# Chrome paint were can you get it from



## Hotwheels (Dec 6, 2008)

hi i was going to paint the lower grill on the car at the week end have you heard of Chrome paint were can you get it from cheers.


----------



## catch the pigeo (May 17, 2008)

i dont know but can i ask why all your posts start
with thumbd down not picking just curious


----------



## steveo3002 (Jan 30, 2006)

most car accesory shops have it , or frost.co.uk

its more like a shiney silver , not even close to chrome tbh

some places do a chrome look powder coat thats fairly realistic


----------



## Bikerogg (Jan 8, 2009)

I know that frost auto the restoration place do a vht chrome paint around £8.00 per can.

Link:http://auto.frost.co.uk/search?w=chrome+paint


----------



## caledonia (Sep 13, 2008)

B&Q next to the radiator spray paint.


----------



## mouthyman (May 1, 2006)

for the proper chrome paint, i think its more specialist and needs a particular base coat to get the full chrome effect.

otherwise you can get a very shiny silver thats supposed to be chrome from most motor factors


----------



## Ultimate (Feb 18, 2007)

plasti-cote do one think you can get it in halfords or homebase/bandq


----------



## Hotwheels (Dec 6, 2008)

caledonia said:


> B&Q next to the radiator spray paint.


Say ill call in their tomorow cheers.


----------



## HeavenlyDetail (Sep 22, 2006)

Speak to Jim at Auto-perfection , i had this chat with him last year about proper chrome paint not aerosol stuff. If i remember correctly he helped me out with advise.


----------



## Hotwheels (Dec 6, 2008)

vxrmarc said:


> Speak to Jim at Auto-perfection , i had this chat with him last year about proper chrome paint not aerosol stuff. If i remember correctly he helped me out with advise.


Were will he be on this site cheers.


----------



## KleenChris (Apr 4, 2008)

I think real chrome is actually a chemical process, there was / is A BMW M3 which had / has real chrome paint

Google 'Chrome m3' and you will see


----------



## HeavenlyDetail (Sep 22, 2006)

http://lonewolf-online.net/photos/cars-from-internet/chrome_car.jpg

http://www.bmwquebec.com/pics/chrome/chrome5.jpg


----------



## KleenChris (Apr 4, 2008)

Thats the one...probably not cheap either


----------



## tonz (Sep 21, 2008)

caledonia said:


> B&Q next to the radiator spray paint.


Was thinking the same when I first read , sure I have a tin buried in the garage somewhere


----------



## monzablue16v (Jan 24, 2008)

House of Kolor (sic) do a chrome paint but it's not cheap. Does look like chrome though


----------



## HeavenlyDetail (Sep 22, 2006)

monzablue16v said:


> House of Kolor (sic) do a chrome paint but it's not cheap. Does look like chrome though


Thats true , give Paul a ring..


----------



## Hotwheels (Dec 6, 2008)

Found some Chrome paint in b&q cost £2.89 not bad i have painted my front grill this afternoon and finished with a second coat of collinite looks good.


----------

* * *

- [Exercise instructions] Retype the chrome paint thread word for word between "most car accesory" and "around £8.00 per can.", inclusive. The rows after this thread have nothing to do with it.

* * *

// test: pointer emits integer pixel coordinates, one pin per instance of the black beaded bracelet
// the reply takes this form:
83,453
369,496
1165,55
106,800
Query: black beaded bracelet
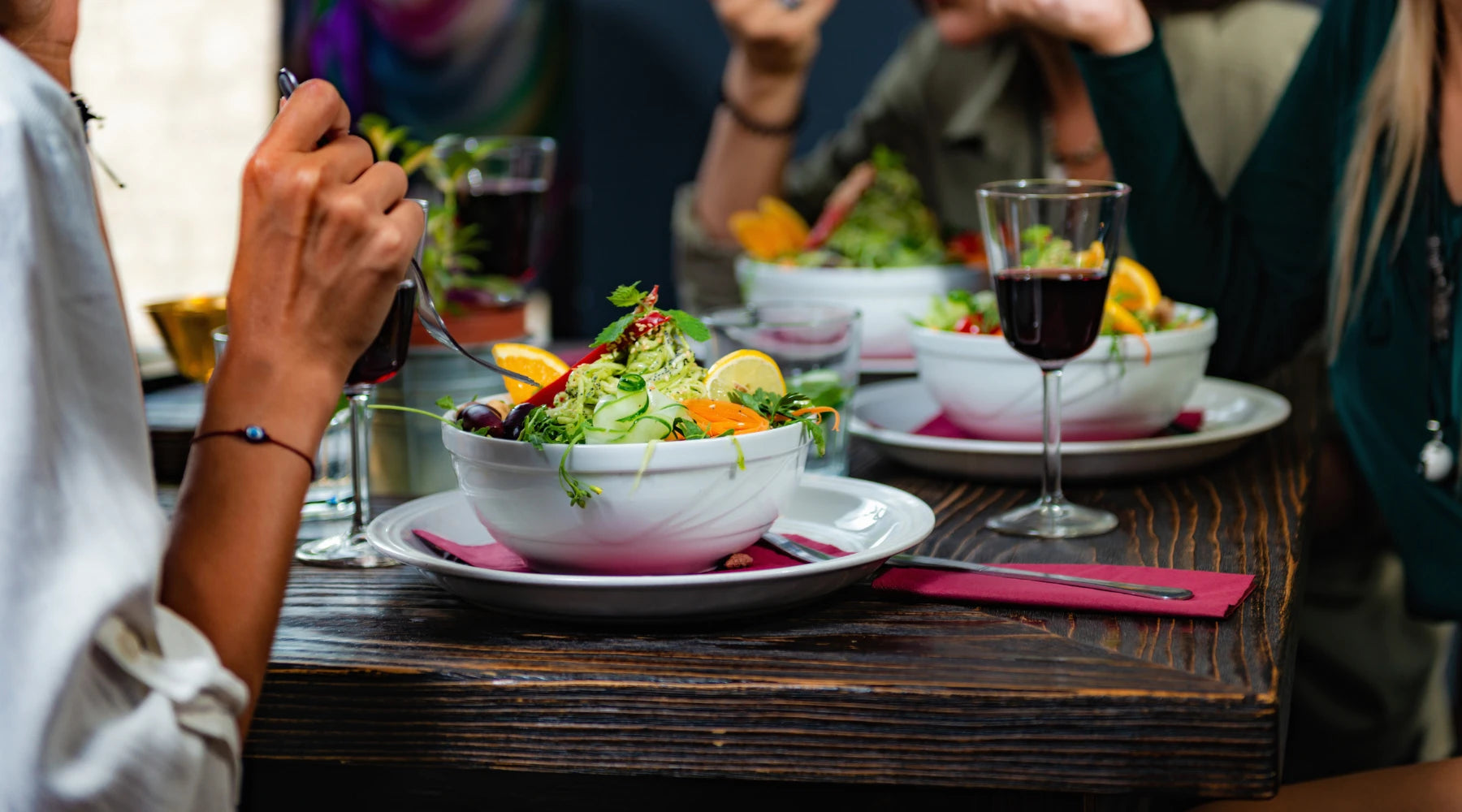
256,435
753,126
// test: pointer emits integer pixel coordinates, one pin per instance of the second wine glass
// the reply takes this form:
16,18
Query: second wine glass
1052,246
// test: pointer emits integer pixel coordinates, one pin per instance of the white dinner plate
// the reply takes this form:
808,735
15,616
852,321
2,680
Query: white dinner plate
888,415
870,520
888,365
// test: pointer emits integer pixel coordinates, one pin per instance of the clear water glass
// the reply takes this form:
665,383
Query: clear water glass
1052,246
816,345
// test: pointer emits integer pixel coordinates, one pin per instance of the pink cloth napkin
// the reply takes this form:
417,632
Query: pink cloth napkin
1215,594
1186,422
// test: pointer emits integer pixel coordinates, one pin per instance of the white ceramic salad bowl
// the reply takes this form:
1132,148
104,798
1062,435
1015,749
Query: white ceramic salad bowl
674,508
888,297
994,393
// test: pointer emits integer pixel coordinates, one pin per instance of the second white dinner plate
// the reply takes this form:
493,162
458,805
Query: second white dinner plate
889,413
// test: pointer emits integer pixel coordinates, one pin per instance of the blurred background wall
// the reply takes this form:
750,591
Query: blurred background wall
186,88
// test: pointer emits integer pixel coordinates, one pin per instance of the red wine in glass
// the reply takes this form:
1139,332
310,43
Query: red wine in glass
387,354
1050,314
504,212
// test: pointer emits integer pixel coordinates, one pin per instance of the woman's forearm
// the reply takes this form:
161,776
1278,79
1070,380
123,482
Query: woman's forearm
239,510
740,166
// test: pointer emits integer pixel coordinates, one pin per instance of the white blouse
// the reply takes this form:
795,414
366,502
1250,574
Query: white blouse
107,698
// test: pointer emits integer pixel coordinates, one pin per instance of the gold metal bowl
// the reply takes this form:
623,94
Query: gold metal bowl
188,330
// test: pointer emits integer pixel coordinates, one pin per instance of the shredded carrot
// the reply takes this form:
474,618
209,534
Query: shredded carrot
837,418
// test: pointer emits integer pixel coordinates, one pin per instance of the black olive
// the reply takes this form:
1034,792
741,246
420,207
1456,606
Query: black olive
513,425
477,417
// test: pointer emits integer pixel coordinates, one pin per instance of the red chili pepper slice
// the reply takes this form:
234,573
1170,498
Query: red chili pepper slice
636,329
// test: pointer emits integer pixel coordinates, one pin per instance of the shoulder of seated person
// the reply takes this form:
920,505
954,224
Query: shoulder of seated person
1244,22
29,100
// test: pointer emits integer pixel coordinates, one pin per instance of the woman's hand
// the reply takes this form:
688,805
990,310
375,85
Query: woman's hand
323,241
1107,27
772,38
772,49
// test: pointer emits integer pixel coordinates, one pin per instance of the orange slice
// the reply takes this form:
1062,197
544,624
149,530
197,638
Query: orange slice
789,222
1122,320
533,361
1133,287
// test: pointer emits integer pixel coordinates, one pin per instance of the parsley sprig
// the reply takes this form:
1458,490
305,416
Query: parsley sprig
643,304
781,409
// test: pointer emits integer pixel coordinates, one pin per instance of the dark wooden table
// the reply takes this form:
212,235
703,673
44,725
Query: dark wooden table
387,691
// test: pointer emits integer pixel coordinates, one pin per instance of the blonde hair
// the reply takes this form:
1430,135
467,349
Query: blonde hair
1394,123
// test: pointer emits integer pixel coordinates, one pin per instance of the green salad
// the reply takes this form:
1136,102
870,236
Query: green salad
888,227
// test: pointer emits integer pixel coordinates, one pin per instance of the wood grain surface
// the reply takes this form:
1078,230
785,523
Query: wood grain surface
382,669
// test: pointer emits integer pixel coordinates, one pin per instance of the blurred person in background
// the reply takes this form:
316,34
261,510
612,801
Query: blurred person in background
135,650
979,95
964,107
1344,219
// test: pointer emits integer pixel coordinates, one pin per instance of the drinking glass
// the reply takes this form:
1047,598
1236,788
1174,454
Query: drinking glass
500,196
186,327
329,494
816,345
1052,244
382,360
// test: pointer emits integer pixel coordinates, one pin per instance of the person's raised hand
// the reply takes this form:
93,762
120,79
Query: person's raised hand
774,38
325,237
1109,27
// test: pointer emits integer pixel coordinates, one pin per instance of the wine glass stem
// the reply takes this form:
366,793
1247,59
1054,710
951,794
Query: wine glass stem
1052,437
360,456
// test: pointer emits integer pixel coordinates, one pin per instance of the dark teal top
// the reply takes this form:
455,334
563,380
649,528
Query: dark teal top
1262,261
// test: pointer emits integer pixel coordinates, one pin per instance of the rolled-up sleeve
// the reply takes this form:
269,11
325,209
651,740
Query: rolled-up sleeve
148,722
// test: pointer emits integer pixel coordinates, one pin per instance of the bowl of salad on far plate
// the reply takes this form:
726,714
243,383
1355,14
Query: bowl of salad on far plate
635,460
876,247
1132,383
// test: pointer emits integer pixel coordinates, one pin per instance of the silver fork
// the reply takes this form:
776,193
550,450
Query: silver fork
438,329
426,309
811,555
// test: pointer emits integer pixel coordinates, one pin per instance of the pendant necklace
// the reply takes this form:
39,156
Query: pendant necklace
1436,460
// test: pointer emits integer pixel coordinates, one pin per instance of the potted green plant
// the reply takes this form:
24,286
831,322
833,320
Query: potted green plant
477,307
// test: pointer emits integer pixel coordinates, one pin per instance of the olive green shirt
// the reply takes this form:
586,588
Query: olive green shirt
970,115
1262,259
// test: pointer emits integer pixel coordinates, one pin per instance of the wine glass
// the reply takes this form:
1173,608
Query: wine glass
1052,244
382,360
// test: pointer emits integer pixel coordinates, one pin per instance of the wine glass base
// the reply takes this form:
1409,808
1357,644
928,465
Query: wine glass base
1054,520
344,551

* * *

- [The solution]
most car accesory shops have it , or frost.co.uk

its more like a shiney silver , not even close to chrome tbh

some places do a chrome look powder coat thats fairly realistic


----------



## Bikerogg (Jan 8, 2009)

I know that frost auto the restoration place do a vht chrome paint around £8.00 per can.